EXERCISE DIRECTIONS
Copy the listing below with every occurrence of "with a single pin" swapped for "with one marker", leaving all other text as it is.

INFORMATION GIVEN
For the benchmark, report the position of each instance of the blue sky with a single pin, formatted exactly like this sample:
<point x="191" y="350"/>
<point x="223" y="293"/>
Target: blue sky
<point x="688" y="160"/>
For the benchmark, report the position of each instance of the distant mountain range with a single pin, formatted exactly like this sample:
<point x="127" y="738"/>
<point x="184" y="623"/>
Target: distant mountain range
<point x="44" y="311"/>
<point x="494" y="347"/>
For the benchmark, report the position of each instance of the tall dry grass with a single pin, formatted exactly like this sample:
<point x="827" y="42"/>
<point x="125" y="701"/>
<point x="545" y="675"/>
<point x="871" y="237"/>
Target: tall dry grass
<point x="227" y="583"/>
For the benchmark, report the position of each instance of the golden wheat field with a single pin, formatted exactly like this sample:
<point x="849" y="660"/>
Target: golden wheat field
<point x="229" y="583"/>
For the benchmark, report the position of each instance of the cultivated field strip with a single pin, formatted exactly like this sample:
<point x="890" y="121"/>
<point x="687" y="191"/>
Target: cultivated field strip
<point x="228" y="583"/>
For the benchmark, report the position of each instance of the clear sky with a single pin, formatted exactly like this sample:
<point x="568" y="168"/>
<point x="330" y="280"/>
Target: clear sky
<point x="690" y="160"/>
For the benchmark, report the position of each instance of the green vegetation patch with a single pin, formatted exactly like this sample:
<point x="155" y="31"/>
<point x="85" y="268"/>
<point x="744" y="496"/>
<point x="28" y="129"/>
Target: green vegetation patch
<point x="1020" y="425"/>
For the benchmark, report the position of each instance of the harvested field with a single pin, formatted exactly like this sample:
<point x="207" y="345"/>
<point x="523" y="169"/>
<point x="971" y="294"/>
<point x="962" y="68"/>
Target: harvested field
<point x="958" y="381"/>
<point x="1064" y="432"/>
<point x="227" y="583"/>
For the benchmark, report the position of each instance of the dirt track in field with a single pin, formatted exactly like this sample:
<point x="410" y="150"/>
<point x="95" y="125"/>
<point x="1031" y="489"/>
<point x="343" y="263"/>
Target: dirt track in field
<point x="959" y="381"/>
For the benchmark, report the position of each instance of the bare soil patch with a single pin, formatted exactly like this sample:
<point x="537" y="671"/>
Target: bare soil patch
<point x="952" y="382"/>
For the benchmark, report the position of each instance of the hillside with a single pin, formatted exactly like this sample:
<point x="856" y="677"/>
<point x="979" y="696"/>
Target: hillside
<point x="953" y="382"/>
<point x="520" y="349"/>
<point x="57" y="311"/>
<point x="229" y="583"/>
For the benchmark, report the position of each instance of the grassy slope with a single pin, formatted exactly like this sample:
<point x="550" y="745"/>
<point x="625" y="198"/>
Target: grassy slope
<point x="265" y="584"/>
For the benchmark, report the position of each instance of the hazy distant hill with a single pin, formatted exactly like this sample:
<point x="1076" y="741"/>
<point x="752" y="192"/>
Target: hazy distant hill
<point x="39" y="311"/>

ANSWER IN FULL
For the benchmark, report the position of each instance of the blue sky with one marker, formatted exactly like this sample:
<point x="191" y="350"/>
<point x="223" y="293"/>
Target: blue sky
<point x="688" y="160"/>
For the benchmark, report the position of each instance of the distant mountain range with one marker, formatted exactly like this sample:
<point x="127" y="738"/>
<point x="184" y="623"/>
Target: distant mountain range
<point x="44" y="311"/>
<point x="494" y="347"/>
For the benchmark, report the position of each instance of the tall dry grass with one marker, formatted exactly like this sample:
<point x="827" y="42"/>
<point x="125" y="701"/>
<point x="545" y="675"/>
<point x="871" y="237"/>
Target: tall dry grass
<point x="227" y="583"/>
For the benchmark, report the position of each instance of the golden wheat field with one marker, formatted exactly like this sample:
<point x="849" y="660"/>
Target: golden wheat field
<point x="229" y="583"/>
For the benchmark, report the position of each instance of the cultivated field strip with one marker, formatted exactly like this sample:
<point x="890" y="121"/>
<point x="687" y="191"/>
Target: cultivated field strip
<point x="228" y="583"/>
For the benchmark, report the position of each instance of the clear sky with one marker, formatted exactly like this sample:
<point x="568" y="168"/>
<point x="330" y="280"/>
Target: clear sky
<point x="690" y="160"/>
For the benchmark, report the position of each instance of the green vegetation patch with one marker, formatted exactly like this sample:
<point x="155" y="31"/>
<point x="85" y="268"/>
<point x="744" y="496"/>
<point x="28" y="129"/>
Target: green vegetation patch
<point x="1020" y="425"/>
For the benchmark, report the position of each instance of the harvested field with one marker, formatted exactly like this sample:
<point x="207" y="345"/>
<point x="523" y="169"/>
<point x="971" y="294"/>
<point x="962" y="68"/>
Target: harvested field
<point x="958" y="381"/>
<point x="1064" y="432"/>
<point x="227" y="583"/>
For the benchmark, report the position of each instance of the dirt track in field with one marker, formatted exactly like this sample:
<point x="410" y="150"/>
<point x="95" y="125"/>
<point x="1031" y="489"/>
<point x="343" y="263"/>
Target: dirt track in field
<point x="959" y="381"/>
For the benchmark, report the position of each instance of the bare soil patch with one marker, formatted exactly like this sample:
<point x="537" y="671"/>
Target: bare soil patch
<point x="952" y="382"/>
For the benchmark, report the position of each instance of the hillside with one marker, formatted exactly like this sample:
<point x="856" y="677"/>
<point x="979" y="696"/>
Target: hillside
<point x="953" y="382"/>
<point x="520" y="349"/>
<point x="57" y="311"/>
<point x="229" y="583"/>
For the benchmark, report the position of each instance of the grassy slope with one marker, formatted exactly like this sample:
<point x="550" y="745"/>
<point x="625" y="198"/>
Target: grassy slope
<point x="265" y="584"/>
For the benchmark, report the position of each instance of the hazy distant hill with one marker, formatted exactly like this sample:
<point x="1076" y="741"/>
<point x="752" y="192"/>
Target: hazy distant hill
<point x="39" y="311"/>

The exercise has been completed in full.